Copy out every line of the data that follows, exactly.

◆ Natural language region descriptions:
────────
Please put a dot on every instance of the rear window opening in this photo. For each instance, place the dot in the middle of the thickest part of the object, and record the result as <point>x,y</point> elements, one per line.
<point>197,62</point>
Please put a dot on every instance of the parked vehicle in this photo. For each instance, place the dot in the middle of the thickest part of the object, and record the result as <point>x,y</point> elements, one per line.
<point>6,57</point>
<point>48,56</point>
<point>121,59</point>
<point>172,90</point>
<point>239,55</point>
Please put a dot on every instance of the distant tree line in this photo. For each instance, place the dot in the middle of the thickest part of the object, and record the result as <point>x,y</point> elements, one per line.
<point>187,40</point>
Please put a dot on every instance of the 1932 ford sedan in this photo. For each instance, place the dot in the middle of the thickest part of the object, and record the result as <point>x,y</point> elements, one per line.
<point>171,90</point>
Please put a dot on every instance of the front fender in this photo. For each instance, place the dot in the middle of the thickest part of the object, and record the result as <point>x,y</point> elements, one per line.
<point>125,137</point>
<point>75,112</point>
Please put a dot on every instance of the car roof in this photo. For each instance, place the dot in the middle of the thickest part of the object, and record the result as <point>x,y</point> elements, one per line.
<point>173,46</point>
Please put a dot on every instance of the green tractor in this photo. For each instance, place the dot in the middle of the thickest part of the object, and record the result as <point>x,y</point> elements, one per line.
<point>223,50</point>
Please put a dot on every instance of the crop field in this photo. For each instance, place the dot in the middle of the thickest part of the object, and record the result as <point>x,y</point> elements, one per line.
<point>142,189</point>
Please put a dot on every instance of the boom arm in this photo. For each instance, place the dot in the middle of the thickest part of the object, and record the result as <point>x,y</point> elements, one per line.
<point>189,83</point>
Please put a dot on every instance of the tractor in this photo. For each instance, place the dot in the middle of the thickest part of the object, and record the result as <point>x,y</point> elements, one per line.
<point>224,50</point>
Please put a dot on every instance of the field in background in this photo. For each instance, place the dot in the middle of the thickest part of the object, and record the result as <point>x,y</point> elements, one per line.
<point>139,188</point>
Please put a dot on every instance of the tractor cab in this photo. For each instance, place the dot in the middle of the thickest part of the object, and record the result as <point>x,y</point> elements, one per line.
────────
◆ YOUR RESPONSE:
Please put a dot on every instance of the rear window opening in this photo. For each instance, place the dot in the middle of the thickest part of the object, and record the result as <point>x,y</point> elements, one per line.
<point>197,62</point>
Please put a dot on every instance of the parked vehicle in this photo. For each instance, place the dot in the middle of the thickest part of the object, and record the result as <point>x,y</point> elements, one per line.
<point>6,57</point>
<point>48,56</point>
<point>121,59</point>
<point>172,90</point>
<point>239,55</point>
Please put a dot on every instance of the distant tree line in this photo. For each instance, place the dot in the middle of the thickest part of the object, and record the result as <point>x,y</point> elements, one per line.
<point>187,40</point>
Please put a dot on every instance of the 1932 ford sedan in this photo. For each instance, place the dot in the middle of the thickest part of the object, and record the result as <point>x,y</point> elements, one per line.
<point>171,90</point>
Please put a dot on every instance of the front fender in this photo. For each instance, place the dot in the middle of the thickest part of the object, and record the result as <point>x,y</point> elements, one per line.
<point>125,137</point>
<point>75,112</point>
Please put a dot on every instance of the car roof in this photo. For each instance, place the dot in the middle of the thickest part of the object, and record the result as <point>x,y</point> elements, one per line.
<point>173,46</point>
Please put a dot on every instance of the green tractor in this photo. For each instance, place the dot in the middle of the thickest part of the object, and record the result as <point>x,y</point> elements, one per line.
<point>223,50</point>
Please put a dot on every instance of the crop field in this photo. For each instance, place the dot in the middle of the thickest part of the object, and record the result as <point>x,y</point> elements, one per line.
<point>142,189</point>
Please put a dot on every instance of the boom arm in this photo. For each instance, place the dot in the middle of the thickest part of the object, and record the result as <point>x,y</point> elements, one per line.
<point>189,83</point>
Please put a dot on every instance of the tractor in this photo. For each instance, place the dot in the middle of the thickest part of the object, and record the result as <point>x,y</point> elements, one per line.
<point>224,50</point>
Please put a dot on every instance of the field in background in this photo. For each instance, place the dot in the middle of the thickest part of the object, and record the result as <point>x,y</point> elements, one per line.
<point>139,188</point>
Please put a dot on every instance of the tractor cab in this photo. For each instance, place the dot in the middle of the thickest part of the object, and record the result as <point>x,y</point> elements, one per line.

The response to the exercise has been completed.